--- BEGIN Items ---

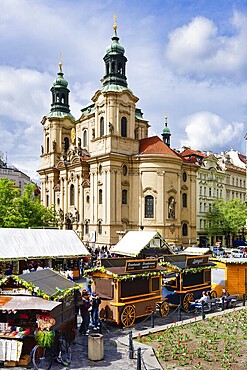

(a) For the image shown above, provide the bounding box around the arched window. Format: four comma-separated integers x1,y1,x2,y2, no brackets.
83,130,87,148
122,189,128,204
99,189,103,204
123,164,128,176
183,172,187,182
64,137,69,151
98,220,102,235
117,63,123,74
99,117,105,137
145,195,154,218
182,223,188,236
168,197,175,219
85,220,89,234
182,193,187,208
121,117,127,137
111,62,115,73
70,184,75,206
46,137,50,153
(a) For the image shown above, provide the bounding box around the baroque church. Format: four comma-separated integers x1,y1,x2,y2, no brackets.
38,24,198,246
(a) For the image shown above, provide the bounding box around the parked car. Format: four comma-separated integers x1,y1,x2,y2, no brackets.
231,249,246,258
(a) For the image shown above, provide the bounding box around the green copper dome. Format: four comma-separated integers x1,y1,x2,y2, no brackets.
52,72,68,87
106,33,125,55
162,126,171,134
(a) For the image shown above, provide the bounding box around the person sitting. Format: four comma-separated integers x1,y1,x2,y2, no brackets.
188,291,210,312
221,288,230,298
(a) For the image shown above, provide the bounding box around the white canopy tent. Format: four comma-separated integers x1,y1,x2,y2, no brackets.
0,228,90,260
111,231,169,257
182,247,210,255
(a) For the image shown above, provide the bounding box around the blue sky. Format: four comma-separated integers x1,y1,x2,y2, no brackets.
0,0,247,179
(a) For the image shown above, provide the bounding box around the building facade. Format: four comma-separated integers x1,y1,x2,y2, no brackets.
38,25,198,246
0,152,32,191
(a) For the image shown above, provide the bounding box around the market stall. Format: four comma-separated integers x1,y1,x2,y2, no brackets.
0,228,90,279
211,257,247,299
0,269,79,366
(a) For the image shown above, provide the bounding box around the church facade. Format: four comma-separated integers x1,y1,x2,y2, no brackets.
38,25,198,246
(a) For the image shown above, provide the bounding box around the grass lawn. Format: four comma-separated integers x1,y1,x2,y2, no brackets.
137,308,247,370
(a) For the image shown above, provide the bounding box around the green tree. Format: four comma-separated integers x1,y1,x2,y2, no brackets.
0,179,58,228
207,199,247,247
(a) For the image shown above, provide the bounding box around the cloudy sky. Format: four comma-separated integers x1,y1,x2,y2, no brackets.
0,0,247,179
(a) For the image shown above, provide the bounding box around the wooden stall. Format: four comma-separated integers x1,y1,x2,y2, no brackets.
211,257,247,299
160,254,214,310
0,269,79,366
88,258,167,327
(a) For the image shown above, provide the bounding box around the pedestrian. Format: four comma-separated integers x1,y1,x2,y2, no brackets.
91,292,101,330
79,291,92,335
86,275,93,294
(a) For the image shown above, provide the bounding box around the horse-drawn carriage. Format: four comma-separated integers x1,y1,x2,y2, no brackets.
86,258,168,327
160,254,215,313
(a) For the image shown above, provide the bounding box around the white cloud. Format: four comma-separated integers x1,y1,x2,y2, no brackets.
180,112,244,151
166,12,247,79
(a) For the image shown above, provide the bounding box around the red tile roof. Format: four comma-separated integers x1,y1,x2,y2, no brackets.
139,136,179,157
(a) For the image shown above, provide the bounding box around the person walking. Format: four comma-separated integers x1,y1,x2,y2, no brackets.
91,292,101,330
79,291,92,335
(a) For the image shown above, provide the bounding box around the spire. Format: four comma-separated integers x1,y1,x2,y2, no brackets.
49,57,74,118
101,15,128,89
161,116,171,147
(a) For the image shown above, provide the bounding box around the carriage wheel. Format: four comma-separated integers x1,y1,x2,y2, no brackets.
121,305,136,328
183,293,195,310
210,290,217,298
159,301,169,317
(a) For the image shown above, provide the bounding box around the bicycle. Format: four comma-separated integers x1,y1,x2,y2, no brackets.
31,331,72,370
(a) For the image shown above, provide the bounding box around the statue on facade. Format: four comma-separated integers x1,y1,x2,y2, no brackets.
168,197,175,219
52,140,57,152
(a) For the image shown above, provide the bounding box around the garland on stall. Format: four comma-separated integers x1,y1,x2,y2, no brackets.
84,266,168,281
160,262,216,274
0,275,80,301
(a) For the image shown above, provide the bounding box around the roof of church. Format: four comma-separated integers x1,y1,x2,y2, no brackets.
139,136,180,158
180,148,207,158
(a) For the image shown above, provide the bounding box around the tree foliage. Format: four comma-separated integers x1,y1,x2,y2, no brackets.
0,179,58,228
207,199,247,246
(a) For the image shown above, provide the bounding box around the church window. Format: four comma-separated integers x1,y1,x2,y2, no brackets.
85,221,89,234
111,62,115,73
99,189,103,204
121,117,127,137
122,189,128,204
70,184,75,206
123,164,128,176
117,63,123,74
145,195,154,218
182,223,188,236
99,117,105,137
83,130,87,148
46,137,50,153
98,220,102,235
64,136,69,152
182,193,187,208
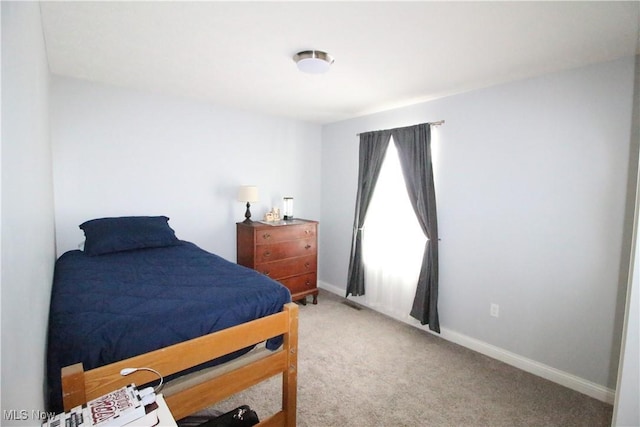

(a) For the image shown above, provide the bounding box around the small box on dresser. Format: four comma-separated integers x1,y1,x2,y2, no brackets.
236,219,318,304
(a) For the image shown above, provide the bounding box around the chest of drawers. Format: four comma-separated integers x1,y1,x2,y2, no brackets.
236,219,318,304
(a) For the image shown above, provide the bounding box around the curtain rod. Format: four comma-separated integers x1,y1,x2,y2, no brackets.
356,120,444,136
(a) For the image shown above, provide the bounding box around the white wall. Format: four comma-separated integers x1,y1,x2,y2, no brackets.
51,76,321,261
319,58,634,394
612,55,640,427
0,2,55,425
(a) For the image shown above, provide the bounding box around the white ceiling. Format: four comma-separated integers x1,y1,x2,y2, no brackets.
41,1,640,123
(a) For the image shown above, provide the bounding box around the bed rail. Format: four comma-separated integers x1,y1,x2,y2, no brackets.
62,303,298,427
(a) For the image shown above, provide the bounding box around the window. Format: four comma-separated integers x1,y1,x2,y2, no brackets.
362,139,427,318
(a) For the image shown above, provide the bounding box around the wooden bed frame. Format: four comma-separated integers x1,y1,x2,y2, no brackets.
62,303,298,427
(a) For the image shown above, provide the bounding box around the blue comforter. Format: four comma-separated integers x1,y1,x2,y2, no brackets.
47,241,291,411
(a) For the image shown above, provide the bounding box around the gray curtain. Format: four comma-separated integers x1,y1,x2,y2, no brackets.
346,131,391,296
346,123,440,332
392,124,440,332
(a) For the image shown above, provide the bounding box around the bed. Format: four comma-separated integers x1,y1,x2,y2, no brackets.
47,216,297,425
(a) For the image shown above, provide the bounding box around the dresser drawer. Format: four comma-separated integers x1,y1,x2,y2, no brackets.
256,254,318,280
255,224,316,245
278,273,318,296
255,238,317,264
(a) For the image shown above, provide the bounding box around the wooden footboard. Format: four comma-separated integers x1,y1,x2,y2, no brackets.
62,303,298,427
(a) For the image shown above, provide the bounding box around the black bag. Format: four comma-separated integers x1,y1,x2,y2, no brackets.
199,405,260,427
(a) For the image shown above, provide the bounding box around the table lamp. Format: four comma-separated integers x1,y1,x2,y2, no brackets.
237,185,258,224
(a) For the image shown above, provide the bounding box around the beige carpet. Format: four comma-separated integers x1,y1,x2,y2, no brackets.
205,291,612,427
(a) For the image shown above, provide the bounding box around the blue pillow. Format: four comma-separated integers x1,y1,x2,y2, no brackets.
80,216,179,256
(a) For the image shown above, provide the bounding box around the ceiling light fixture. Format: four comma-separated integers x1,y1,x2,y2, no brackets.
293,50,333,74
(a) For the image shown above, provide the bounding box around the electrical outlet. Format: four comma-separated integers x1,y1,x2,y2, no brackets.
489,304,500,317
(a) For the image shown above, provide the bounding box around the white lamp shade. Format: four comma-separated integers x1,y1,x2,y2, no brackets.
238,185,258,202
293,50,333,74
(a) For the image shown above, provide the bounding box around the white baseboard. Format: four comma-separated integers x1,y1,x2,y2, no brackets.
318,280,615,404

--- END Items ---

## Aim of the exercise
Please copy the listing starting at the line containing "around the grass" and ending at the line containing "160,254,215,313", and reproduce only those lines with the requests unchanged. Multiply each bounding-box coordinate by 0.9 and round it to a whole number, with halves rounded up.

## Task answer
(a) For the image shown above, provide the bounding box around the grass lawn. Format: four comma-separated integers x1,y1,x2,y2, no brackets.
123,277,222,333
(a) For the image shown above, provide the bounding box around the green tree. Format: four comma-separated integers x1,y1,x2,y2, no brackets.
0,161,52,205
186,179,222,222
(a) For the image shown above, provide the bounding box around the cloudy sky. Format: four comma-separated integers x1,y1,x2,y2, no brackets.
0,0,222,161
(a) For the image shown above, provide the bounding box around the wooden stall. Format: four comma-separated integers x1,y1,x2,y2, no brackets.
190,231,222,269
144,229,193,279
0,242,71,329
79,232,150,294
(a) For the image shown above, provide the bounding box around the pedestrian. Format: four comma-separated integers x1,y1,x2,y2, no brackets.
82,263,91,297
71,262,83,302
77,248,84,265
(a) For the image shown above, provide the bounding box around the horse-drawn carriage. Format: four comma-separated integers x1,y1,x2,y2, no brackets.
77,232,151,294
144,229,194,282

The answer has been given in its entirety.